WHAT YOU WILL DO
• 1. According to the Roobroon excerpt, which two ministries' ministers were removed in the latest cabinet reshuffle?
• 2. Reproduce the Roobroon excerpt verbatim, covering everything from "During the unveiling" down to "by the government.".

During the unveiling of Roobroon company to potential investors, Mr. Abdi Nur appeared to have secured the buy-in from the then ministers of Agriculture and Investment. However, both ministers have since been sacked in President Bihi’s latest cabinet reshuffle. It remains unclear whether the removal of these two ministers will have any impact on Roobroon’s launch.

In Somaliland, it has become a common practice to invite government officials, at times even the President, to attend unveiling or ribbon-cutting ceremonies. Unfortunately, the presence of these officials may inadvertently contribute to misleading some investors, who might assume that the venture has been thoroughly vetted and approved by the government.

While the attendance of high-ranking officials may lend an air of legitimacy to these events, it is crucial to recognize that their involvement does not necessarily equate to an official endorsement or a comprehensive review of the business proposals. Investors should be cautious about making assumptions based solely on the participation of government figures in such ceremonies.

It is essential to conduct due diligence and independent research when considering any investment opportunity, rather than relying solely on the perceived credibility conferred by the presence of officials. A thorough understanding of the business model, financial projections, and the track record of the individuals involved should be the primary factors guiding investment decisions, rather than the perceived government association.

Despite Mr. Abdi Nur’s need for cash infusion to keep his struggling flour plant, Boodheri Mills, afloat and the significant debt owed to Premier Bank, his new venture, Roobroon, appears to follow a familiar formula – heavy spending on media coverage to attract investors.

GIVEN INFORMATION

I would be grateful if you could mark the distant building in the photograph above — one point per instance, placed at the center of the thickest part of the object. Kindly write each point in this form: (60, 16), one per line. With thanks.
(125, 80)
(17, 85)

RESPONSES TO THE TASKS
• 1. The ministers of Agriculture and Investment.

• 2.
During the unveiling of Roobroon company to potential investors, Mr. Abdi Nur appeared to have secured the buy-in from the then ministers of Agriculture and Investment. However, both ministers have since been sacked in President Bihi’s latest cabinet reshuffle. It remains unclear whether the removal of these two ministers will have any impact on Roobroon’s launch.

In Somaliland, it has become a common practice to invite government officials, at times even the President, to attend unveiling or ribbon-cutting ceremonies. Unfortunately, the presence of these officials may inadvertently contribute to misleading some investors, who might assume that the venture has been thoroughly vetted and approved by the government.